Whatever appears in the records should be given again exactly, down to the last mark.

============================================================

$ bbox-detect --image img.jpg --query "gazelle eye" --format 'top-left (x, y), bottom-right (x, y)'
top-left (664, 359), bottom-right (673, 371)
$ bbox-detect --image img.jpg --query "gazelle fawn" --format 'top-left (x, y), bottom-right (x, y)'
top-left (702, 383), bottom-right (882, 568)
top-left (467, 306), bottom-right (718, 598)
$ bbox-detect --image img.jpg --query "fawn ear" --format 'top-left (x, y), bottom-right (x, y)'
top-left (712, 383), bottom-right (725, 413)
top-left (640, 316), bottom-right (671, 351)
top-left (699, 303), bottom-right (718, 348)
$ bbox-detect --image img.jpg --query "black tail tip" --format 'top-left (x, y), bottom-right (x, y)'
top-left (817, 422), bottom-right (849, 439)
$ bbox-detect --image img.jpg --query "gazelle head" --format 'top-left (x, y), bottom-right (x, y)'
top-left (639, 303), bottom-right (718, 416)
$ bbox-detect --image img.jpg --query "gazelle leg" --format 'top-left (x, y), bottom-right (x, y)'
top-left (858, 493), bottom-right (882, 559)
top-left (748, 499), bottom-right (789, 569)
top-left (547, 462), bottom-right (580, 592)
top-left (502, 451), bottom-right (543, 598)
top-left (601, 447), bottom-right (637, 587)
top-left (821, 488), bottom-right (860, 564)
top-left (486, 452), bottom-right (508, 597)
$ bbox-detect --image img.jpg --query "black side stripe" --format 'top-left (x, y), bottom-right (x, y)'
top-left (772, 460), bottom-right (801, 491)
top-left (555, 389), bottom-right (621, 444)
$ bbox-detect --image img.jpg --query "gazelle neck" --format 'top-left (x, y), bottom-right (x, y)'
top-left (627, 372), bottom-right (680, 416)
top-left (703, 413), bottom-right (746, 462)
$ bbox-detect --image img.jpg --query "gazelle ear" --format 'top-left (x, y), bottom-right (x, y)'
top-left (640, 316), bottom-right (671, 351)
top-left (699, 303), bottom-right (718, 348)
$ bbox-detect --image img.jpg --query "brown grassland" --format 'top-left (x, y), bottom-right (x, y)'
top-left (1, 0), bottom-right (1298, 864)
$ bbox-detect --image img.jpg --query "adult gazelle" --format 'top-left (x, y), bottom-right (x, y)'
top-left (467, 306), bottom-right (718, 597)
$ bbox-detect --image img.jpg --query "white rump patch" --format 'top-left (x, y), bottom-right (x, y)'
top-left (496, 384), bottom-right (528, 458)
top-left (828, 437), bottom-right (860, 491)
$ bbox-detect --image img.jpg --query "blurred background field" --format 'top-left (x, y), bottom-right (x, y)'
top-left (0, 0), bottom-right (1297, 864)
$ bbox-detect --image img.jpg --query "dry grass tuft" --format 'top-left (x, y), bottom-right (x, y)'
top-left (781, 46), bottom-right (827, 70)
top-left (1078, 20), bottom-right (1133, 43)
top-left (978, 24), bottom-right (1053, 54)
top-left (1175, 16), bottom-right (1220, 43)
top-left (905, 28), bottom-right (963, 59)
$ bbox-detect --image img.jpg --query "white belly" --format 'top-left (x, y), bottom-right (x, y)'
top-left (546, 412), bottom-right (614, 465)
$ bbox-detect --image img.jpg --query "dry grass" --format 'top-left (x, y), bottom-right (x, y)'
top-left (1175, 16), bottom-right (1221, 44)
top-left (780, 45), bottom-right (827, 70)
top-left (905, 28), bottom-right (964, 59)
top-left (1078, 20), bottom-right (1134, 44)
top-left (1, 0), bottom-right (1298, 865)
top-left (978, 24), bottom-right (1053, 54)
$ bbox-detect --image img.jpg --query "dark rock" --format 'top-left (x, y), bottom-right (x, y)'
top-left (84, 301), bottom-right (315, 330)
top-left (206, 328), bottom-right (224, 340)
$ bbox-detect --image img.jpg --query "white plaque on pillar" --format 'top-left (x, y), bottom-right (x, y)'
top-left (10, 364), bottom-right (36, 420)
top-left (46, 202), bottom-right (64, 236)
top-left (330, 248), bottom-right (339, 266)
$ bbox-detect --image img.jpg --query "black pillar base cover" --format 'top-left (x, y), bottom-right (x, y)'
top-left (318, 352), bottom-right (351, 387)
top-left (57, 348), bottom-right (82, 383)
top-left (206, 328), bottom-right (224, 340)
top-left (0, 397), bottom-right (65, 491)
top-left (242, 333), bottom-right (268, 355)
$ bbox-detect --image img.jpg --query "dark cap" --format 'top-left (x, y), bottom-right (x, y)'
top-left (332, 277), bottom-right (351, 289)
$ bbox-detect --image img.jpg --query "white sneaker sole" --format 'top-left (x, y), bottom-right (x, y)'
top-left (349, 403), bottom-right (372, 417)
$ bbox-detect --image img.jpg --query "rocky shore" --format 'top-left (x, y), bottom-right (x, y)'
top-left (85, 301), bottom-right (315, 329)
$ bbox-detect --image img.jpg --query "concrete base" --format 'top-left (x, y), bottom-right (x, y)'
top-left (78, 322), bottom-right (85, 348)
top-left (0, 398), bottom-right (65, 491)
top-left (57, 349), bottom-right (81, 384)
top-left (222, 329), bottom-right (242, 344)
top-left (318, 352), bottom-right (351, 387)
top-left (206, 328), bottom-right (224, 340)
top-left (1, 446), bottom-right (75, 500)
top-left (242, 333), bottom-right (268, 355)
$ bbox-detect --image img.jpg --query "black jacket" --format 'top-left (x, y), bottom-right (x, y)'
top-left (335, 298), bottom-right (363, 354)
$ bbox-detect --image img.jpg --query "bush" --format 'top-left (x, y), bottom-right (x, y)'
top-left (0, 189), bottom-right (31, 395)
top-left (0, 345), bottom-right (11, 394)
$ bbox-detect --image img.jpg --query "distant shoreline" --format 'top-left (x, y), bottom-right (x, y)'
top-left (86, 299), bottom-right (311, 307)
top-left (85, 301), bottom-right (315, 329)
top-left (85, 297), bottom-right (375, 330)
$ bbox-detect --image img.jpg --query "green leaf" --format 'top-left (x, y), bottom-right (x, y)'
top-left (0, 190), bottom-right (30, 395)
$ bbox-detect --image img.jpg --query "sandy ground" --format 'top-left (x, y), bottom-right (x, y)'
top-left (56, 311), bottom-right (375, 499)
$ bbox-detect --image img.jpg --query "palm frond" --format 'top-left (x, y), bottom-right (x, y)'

============================================================

#### Exercise answer
$ bbox-detect --image img.jpg --query "gazelle eye" --format 'top-left (x, y), bottom-right (x, y)'
top-left (664, 359), bottom-right (673, 371)
$ bbox-detect --image img.jpg --query "gazelle fawn" --format 'top-left (x, y), bottom-right (x, y)'
top-left (702, 383), bottom-right (882, 568)
top-left (467, 306), bottom-right (718, 598)
$ bbox-detect --image img.jpg --query "fawn ear" --format 'top-left (x, y), bottom-right (x, y)'
top-left (712, 383), bottom-right (725, 413)
top-left (640, 316), bottom-right (671, 351)
top-left (699, 303), bottom-right (718, 348)
$ bbox-detect --image img.jpg --query "black tail tip" --format 'top-left (x, y), bottom-right (x, y)'
top-left (817, 422), bottom-right (849, 439)
$ bbox-detect --image img.jpg --query "gazelle head" --format 'top-left (x, y), bottom-right (x, y)'
top-left (639, 303), bottom-right (718, 416)
$ bbox-detect --image img.jpg --query "gazelle leg" --format 'top-left (x, y), bottom-right (x, y)'
top-left (858, 493), bottom-right (882, 559)
top-left (748, 499), bottom-right (789, 569)
top-left (547, 462), bottom-right (580, 592)
top-left (502, 451), bottom-right (543, 598)
top-left (601, 447), bottom-right (637, 587)
top-left (821, 488), bottom-right (860, 564)
top-left (486, 452), bottom-right (508, 597)
$ bbox-detect --image img.jpg --query "black side stripe" --format 'top-left (x, y), bottom-right (x, y)'
top-left (772, 460), bottom-right (801, 491)
top-left (555, 389), bottom-right (621, 444)
$ bbox-detect --image img.jpg --query "gazelle neck" --format 'top-left (x, y), bottom-right (x, y)'
top-left (627, 372), bottom-right (680, 416)
top-left (703, 413), bottom-right (746, 462)
$ bbox-detect --image img.jpg --query "gazelle ear" --format 'top-left (x, y), bottom-right (x, y)'
top-left (640, 316), bottom-right (671, 351)
top-left (699, 303), bottom-right (718, 348)
$ bbox-detect --image img.jpg --query "brown grassland" --format 'top-left (x, y), bottom-right (x, y)'
top-left (1, 0), bottom-right (1298, 864)
$ bbox-detect --image img.jpg --query "adult gazelle" --format 'top-left (x, y), bottom-right (x, y)'
top-left (467, 306), bottom-right (718, 597)
$ bbox-detect --image img.jpg --query "white rump patch" --format 'top-left (x, y), bottom-right (x, y)'
top-left (496, 384), bottom-right (528, 458)
top-left (828, 437), bottom-right (860, 491)
$ bbox-detect --image img.jpg --query "blurred background field" --format 'top-left (x, y), bottom-right (x, y)'
top-left (0, 0), bottom-right (1297, 864)
$ bbox-detect --image img.jpg --query "dry grass tuft" --format 'top-left (x, y), bottom-right (x, y)'
top-left (781, 46), bottom-right (827, 70)
top-left (1078, 20), bottom-right (1133, 43)
top-left (978, 24), bottom-right (1053, 54)
top-left (1175, 16), bottom-right (1220, 43)
top-left (905, 28), bottom-right (963, 59)
$ bbox-detect --image img.jpg --query "white belly" --format 'top-left (x, y), bottom-right (x, y)'
top-left (546, 412), bottom-right (614, 465)
$ bbox-detect --image img.jpg --query "dry grass" --format 'top-left (x, y), bottom-right (x, y)'
top-left (1175, 16), bottom-right (1221, 44)
top-left (780, 45), bottom-right (827, 70)
top-left (905, 28), bottom-right (964, 59)
top-left (1078, 20), bottom-right (1134, 44)
top-left (1, 0), bottom-right (1298, 865)
top-left (978, 24), bottom-right (1053, 54)
$ bbox-detect --image img.jpg --query "dark rock" --format 'top-left (x, y), bottom-right (x, y)'
top-left (84, 301), bottom-right (315, 330)
top-left (206, 328), bottom-right (224, 340)
$ bbox-detect --image img.jpg --query "white plaque on pillar" --format 'top-left (x, y), bottom-right (x, y)'
top-left (10, 364), bottom-right (36, 420)
top-left (46, 202), bottom-right (64, 236)
top-left (330, 248), bottom-right (339, 266)
$ bbox-detect --image img.jpg --query "black pillar base cover" --format 'top-left (x, y), bottom-right (x, y)'
top-left (318, 352), bottom-right (351, 387)
top-left (57, 348), bottom-right (82, 383)
top-left (206, 328), bottom-right (224, 340)
top-left (0, 397), bottom-right (65, 491)
top-left (242, 333), bottom-right (268, 355)
$ bbox-detect --image img.jpg --query "dark cap" --format 'top-left (x, y), bottom-right (x, y)'
top-left (332, 277), bottom-right (351, 289)
$ bbox-detect --image img.jpg --query "white sneaker sole" --format 'top-left (x, y), bottom-right (x, y)'
top-left (349, 403), bottom-right (372, 417)
$ bbox-detect --image img.jpg --query "rocky shore" --format 'top-left (x, y), bottom-right (x, y)'
top-left (85, 301), bottom-right (315, 329)
$ bbox-detect --image img.jpg --query "concrete base" --format 'top-left (x, y), bottom-right (x, y)'
top-left (78, 322), bottom-right (85, 348)
top-left (0, 398), bottom-right (65, 491)
top-left (57, 349), bottom-right (81, 384)
top-left (222, 329), bottom-right (242, 344)
top-left (318, 352), bottom-right (351, 387)
top-left (206, 328), bottom-right (224, 340)
top-left (1, 446), bottom-right (75, 500)
top-left (242, 333), bottom-right (268, 355)
$ bbox-detect --image img.jpg --query "black jacket" --format 'top-left (x, y), bottom-right (x, y)'
top-left (335, 298), bottom-right (363, 354)
$ bbox-detect --image img.jpg --query "bush" --format 'top-left (x, y), bottom-right (x, y)'
top-left (0, 189), bottom-right (31, 395)
top-left (0, 345), bottom-right (11, 394)
$ bbox-detect --image img.jpg --query "distant shoreline" --format 'top-left (x, y), bottom-right (x, y)'
top-left (86, 299), bottom-right (311, 307)
top-left (85, 301), bottom-right (315, 329)
top-left (85, 297), bottom-right (375, 330)
$ bbox-detect --image img.jpg --query "green leaf" --format 'top-left (x, y), bottom-right (x, y)'
top-left (0, 190), bottom-right (30, 395)
$ bbox-detect --image img.jpg --query "sandy ground" --format 'top-left (x, y), bottom-right (x, y)'
top-left (56, 311), bottom-right (375, 499)
$ bbox-detect --image img.jpg --query "palm frond" --format 'top-left (x, y), bottom-right (x, y)'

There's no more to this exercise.